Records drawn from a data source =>
---

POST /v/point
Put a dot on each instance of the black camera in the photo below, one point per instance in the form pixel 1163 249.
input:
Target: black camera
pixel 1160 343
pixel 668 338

---

Exercise =>
Output the records above as a JSON list of strings, one string per line, omitting any blank lines.

Answer for the task =>
[
  "POST /v/point",
  "Put a dot on each instance of the black camera in the photo below, one point per instance in the form pixel 1163 249.",
  "input:",
  "Target: black camera",
  "pixel 1160 343",
  "pixel 668 338"
]